— Required task —
Scale the answer coordinates in the entries below, rewriting every line between the lines holding "Place a point on each instance of the firefighter, one" and "x=205, y=148", inclusive, with each coordinate multiplied by 2.6 and rounded to a whole number, halves going up. Keep the requests in those lines, including their sample coordinates, unchanged.

— Provided material —
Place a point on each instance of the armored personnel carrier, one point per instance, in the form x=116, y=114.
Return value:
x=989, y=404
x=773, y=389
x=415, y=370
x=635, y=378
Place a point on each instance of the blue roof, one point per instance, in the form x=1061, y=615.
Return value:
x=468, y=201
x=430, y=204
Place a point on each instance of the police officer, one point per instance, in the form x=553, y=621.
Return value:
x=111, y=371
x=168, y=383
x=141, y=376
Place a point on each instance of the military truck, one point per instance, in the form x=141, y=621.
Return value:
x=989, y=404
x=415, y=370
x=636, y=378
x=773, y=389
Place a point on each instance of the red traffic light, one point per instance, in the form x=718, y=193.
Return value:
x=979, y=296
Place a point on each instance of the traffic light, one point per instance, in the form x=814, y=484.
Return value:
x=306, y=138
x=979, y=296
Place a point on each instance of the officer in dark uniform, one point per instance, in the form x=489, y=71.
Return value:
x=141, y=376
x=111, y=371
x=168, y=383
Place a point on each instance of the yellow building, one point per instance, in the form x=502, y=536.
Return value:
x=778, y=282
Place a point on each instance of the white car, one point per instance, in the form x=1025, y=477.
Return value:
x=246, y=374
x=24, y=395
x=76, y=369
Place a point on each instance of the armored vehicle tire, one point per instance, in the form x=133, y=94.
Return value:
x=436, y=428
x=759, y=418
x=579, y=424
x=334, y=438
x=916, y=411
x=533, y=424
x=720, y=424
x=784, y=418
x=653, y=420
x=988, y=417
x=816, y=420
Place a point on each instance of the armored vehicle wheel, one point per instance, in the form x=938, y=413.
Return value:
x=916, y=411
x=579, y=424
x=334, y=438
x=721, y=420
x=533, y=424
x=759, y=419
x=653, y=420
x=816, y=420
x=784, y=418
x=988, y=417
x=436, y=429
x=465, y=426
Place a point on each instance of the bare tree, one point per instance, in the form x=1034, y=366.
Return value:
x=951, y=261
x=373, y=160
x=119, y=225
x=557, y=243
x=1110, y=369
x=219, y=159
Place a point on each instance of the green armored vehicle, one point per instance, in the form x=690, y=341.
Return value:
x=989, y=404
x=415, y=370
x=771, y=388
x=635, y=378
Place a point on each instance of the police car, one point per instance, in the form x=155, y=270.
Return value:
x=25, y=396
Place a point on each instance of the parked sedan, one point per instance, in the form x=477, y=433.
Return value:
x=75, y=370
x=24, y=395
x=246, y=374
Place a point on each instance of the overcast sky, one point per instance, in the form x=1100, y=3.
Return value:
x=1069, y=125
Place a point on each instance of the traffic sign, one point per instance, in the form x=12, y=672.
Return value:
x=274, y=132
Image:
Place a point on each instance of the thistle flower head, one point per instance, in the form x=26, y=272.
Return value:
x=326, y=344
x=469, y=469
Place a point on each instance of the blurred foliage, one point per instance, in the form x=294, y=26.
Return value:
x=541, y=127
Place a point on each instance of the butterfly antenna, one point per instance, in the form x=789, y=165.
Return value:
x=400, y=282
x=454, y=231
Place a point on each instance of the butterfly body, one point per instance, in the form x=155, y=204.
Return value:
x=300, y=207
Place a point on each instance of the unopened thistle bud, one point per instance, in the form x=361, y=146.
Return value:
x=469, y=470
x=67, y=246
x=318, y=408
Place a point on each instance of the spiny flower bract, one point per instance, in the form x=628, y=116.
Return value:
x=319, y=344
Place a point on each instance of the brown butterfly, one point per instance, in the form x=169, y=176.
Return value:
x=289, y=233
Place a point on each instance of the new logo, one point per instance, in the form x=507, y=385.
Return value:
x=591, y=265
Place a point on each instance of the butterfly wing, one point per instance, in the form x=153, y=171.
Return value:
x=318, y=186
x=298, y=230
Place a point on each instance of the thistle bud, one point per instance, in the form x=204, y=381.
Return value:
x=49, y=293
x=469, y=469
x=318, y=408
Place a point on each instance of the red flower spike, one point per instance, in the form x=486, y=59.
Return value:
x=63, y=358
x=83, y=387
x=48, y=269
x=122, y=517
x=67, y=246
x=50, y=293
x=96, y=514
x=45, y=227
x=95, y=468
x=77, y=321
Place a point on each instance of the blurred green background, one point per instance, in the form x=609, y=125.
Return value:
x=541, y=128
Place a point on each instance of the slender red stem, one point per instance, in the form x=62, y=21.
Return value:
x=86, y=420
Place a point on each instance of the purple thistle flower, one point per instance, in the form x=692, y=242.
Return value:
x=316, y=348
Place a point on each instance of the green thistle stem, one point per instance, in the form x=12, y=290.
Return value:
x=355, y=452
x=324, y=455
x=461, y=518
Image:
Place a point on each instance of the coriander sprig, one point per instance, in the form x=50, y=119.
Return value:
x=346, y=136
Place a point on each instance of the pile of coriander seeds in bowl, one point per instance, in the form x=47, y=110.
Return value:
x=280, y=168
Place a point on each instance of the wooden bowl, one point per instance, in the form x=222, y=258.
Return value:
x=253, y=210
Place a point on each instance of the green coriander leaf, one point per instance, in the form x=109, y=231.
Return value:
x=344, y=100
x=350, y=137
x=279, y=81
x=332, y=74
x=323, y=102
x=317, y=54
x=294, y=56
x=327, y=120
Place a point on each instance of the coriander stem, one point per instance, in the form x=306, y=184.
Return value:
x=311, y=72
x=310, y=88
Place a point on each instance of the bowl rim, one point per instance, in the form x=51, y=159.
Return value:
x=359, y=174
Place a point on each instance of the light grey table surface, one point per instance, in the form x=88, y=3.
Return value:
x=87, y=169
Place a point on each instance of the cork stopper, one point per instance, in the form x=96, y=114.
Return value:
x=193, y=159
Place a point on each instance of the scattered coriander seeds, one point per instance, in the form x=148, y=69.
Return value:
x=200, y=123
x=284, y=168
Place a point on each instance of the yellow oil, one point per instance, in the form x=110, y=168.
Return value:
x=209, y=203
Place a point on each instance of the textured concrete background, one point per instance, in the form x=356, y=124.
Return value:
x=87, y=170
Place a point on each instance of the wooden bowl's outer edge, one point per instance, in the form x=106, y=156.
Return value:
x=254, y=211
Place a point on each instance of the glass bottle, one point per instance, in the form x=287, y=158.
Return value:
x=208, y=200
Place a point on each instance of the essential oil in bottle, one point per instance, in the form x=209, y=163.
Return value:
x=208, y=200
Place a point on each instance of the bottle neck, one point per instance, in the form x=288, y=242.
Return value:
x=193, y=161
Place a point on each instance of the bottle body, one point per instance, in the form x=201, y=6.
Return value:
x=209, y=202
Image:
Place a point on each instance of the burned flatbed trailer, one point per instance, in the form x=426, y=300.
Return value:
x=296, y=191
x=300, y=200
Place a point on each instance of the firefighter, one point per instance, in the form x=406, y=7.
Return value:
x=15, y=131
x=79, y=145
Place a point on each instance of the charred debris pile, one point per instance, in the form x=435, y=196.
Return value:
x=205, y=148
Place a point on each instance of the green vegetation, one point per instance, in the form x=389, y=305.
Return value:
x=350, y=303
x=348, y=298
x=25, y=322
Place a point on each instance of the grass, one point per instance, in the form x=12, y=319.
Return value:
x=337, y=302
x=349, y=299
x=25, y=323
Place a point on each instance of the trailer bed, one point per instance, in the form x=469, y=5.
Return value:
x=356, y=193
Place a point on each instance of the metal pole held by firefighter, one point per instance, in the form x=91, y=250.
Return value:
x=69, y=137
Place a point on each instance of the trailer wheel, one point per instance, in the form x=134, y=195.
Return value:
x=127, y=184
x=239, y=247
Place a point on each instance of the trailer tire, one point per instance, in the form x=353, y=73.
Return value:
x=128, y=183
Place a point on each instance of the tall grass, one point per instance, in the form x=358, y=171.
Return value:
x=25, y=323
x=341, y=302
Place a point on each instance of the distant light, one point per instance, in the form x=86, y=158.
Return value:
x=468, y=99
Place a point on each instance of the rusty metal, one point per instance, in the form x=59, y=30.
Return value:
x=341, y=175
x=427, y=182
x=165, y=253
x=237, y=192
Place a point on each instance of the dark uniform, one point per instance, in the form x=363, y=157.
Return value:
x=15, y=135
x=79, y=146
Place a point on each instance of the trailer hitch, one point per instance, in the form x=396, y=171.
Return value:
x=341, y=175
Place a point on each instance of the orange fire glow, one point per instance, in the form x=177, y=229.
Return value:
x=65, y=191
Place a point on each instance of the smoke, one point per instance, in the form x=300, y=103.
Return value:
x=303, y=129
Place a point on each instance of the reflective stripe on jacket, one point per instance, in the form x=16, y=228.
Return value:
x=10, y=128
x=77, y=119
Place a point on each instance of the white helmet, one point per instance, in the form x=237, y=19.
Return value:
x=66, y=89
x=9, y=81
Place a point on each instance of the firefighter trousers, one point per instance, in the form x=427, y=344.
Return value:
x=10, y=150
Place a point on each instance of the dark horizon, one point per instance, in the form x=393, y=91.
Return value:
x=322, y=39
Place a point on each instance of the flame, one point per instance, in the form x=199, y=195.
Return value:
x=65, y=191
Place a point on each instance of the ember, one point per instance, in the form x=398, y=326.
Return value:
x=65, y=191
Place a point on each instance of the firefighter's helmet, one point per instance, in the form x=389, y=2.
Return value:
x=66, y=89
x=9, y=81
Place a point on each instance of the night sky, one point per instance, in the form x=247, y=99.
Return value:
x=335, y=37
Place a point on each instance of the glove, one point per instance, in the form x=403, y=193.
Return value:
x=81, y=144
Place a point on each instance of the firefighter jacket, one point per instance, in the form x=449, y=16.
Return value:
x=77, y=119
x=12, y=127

---

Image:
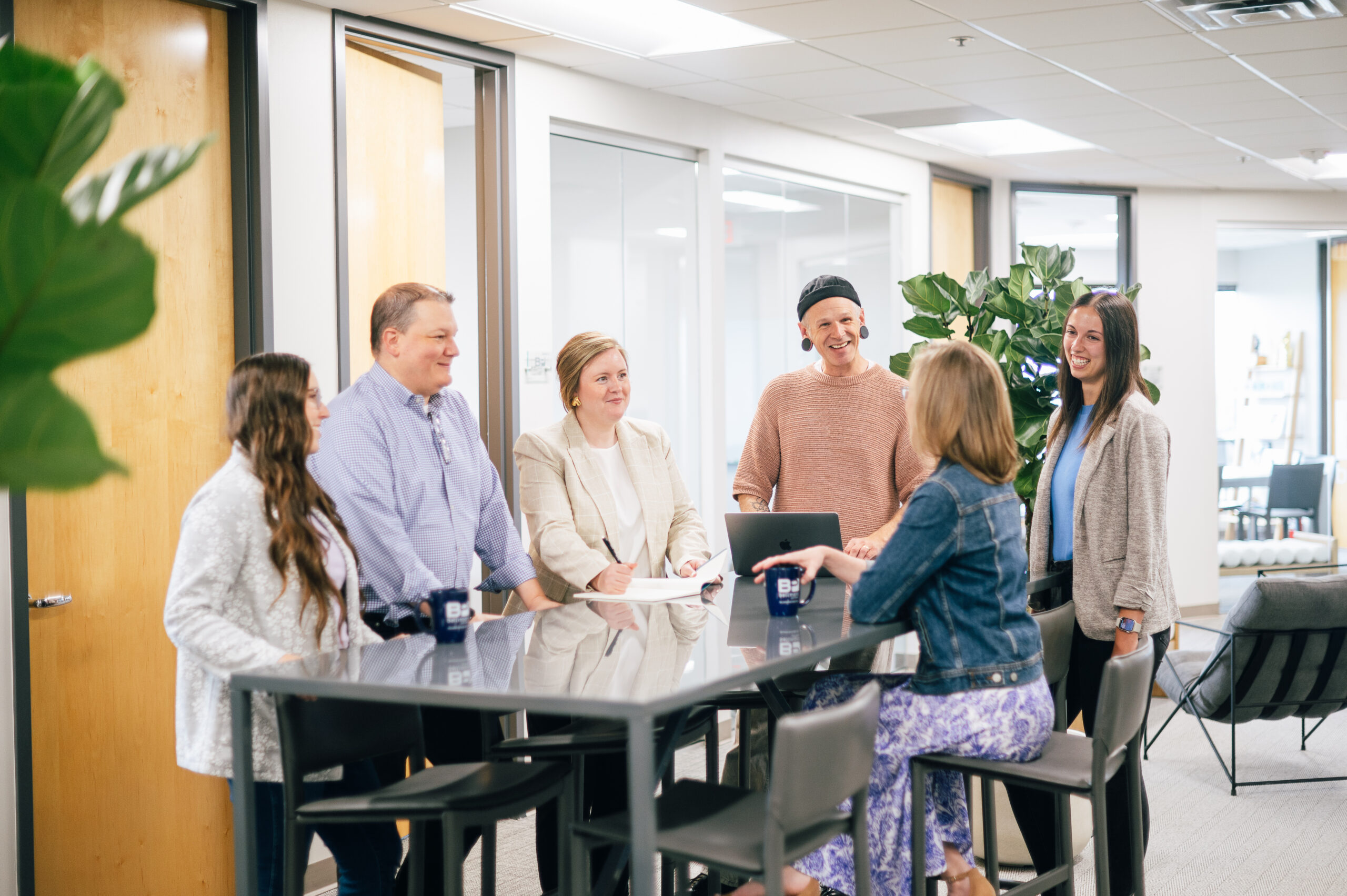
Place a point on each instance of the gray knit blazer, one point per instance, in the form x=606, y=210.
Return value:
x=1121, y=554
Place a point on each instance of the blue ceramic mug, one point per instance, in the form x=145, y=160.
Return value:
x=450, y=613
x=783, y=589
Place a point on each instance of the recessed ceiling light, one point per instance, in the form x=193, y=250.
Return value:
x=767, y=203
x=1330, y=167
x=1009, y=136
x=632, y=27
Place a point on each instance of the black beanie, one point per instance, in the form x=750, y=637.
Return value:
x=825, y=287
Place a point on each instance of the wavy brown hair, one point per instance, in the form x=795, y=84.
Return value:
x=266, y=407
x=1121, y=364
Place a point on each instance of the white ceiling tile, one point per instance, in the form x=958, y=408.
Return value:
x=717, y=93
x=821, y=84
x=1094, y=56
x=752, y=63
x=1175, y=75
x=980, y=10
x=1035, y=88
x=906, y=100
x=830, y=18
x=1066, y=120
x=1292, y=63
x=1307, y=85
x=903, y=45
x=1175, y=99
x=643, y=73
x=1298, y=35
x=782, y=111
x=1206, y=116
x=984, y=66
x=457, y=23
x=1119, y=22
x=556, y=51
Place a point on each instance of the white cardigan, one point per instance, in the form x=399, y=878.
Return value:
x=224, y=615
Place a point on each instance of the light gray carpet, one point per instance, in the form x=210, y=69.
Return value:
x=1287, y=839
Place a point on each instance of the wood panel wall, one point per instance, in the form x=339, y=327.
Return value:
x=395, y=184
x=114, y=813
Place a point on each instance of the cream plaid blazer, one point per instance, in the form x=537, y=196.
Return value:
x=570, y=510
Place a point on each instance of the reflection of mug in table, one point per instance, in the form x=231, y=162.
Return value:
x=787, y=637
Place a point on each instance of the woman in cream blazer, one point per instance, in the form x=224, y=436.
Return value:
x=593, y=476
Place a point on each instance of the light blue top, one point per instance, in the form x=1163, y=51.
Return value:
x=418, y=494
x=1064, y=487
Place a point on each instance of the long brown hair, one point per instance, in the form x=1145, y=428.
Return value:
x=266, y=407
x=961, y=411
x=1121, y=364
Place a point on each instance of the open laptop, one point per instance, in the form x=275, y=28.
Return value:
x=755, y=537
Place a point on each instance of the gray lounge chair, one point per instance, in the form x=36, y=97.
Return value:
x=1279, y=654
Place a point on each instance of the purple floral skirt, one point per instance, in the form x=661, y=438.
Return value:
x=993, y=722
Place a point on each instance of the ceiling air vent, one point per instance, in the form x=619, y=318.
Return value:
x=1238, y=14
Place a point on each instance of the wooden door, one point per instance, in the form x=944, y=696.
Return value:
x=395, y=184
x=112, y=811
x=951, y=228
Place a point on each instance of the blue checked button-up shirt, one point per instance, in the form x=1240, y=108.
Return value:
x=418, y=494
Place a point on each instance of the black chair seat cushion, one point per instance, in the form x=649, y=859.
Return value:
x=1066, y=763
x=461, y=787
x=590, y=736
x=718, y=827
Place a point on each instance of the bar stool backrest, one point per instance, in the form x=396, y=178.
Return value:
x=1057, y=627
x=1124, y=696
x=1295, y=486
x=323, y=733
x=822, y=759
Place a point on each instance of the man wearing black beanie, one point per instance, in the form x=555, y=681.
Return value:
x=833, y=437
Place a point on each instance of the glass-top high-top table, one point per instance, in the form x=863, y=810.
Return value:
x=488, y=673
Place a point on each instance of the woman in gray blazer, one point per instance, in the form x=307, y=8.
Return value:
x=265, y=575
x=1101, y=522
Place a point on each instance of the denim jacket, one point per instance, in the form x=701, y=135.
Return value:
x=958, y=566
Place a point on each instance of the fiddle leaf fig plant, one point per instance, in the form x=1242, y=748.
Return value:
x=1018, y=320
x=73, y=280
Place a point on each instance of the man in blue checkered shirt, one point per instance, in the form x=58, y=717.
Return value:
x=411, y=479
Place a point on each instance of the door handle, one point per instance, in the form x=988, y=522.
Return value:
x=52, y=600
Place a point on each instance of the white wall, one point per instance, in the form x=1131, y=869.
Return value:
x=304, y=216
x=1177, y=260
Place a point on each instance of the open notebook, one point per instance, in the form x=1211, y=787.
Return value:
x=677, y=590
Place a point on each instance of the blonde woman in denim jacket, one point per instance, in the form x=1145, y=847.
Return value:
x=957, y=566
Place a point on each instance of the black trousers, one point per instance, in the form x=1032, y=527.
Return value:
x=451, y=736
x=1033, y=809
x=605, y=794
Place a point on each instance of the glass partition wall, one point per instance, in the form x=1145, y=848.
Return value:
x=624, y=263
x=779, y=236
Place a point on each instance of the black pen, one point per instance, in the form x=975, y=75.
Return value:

* * *

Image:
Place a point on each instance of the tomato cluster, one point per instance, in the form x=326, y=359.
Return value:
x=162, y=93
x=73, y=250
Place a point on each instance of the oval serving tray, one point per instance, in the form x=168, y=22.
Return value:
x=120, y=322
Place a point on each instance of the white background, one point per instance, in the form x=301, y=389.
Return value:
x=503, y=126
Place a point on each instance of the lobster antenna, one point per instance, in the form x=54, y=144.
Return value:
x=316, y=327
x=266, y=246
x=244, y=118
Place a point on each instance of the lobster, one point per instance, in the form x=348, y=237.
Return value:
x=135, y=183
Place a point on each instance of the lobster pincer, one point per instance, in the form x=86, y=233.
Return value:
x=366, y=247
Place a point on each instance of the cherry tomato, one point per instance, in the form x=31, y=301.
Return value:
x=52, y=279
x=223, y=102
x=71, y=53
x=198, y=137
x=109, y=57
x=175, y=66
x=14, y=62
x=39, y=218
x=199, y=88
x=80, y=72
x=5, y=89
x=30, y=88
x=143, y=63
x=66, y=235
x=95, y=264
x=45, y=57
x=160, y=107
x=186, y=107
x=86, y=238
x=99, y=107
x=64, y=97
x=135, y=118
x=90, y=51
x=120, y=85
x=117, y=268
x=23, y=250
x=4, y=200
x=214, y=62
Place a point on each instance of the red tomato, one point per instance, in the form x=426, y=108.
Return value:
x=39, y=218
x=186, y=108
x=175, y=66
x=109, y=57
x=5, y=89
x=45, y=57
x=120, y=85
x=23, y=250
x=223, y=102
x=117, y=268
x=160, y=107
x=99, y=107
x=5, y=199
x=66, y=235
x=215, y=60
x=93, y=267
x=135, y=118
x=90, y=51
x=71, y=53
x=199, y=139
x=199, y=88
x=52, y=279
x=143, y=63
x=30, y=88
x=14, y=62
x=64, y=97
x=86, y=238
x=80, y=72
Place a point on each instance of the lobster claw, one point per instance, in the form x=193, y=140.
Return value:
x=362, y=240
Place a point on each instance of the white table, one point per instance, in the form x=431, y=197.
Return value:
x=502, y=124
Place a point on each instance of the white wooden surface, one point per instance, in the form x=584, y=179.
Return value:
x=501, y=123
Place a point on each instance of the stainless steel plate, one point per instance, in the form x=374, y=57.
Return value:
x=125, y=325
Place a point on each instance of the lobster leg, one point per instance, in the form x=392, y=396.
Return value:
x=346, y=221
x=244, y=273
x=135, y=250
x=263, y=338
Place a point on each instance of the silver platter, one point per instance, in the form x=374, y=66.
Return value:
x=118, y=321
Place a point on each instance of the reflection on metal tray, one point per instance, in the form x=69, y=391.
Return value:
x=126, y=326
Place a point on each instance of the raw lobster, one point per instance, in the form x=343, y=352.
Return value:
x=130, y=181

— Task response —
Place a point on each instance of the firefighter, one point per instance, in the form x=406, y=7.
Return value:
x=39, y=341
x=205, y=377
Place a point on each instance of the charred debris pile, one point per instance, in the form x=435, y=196.
Return value:
x=533, y=385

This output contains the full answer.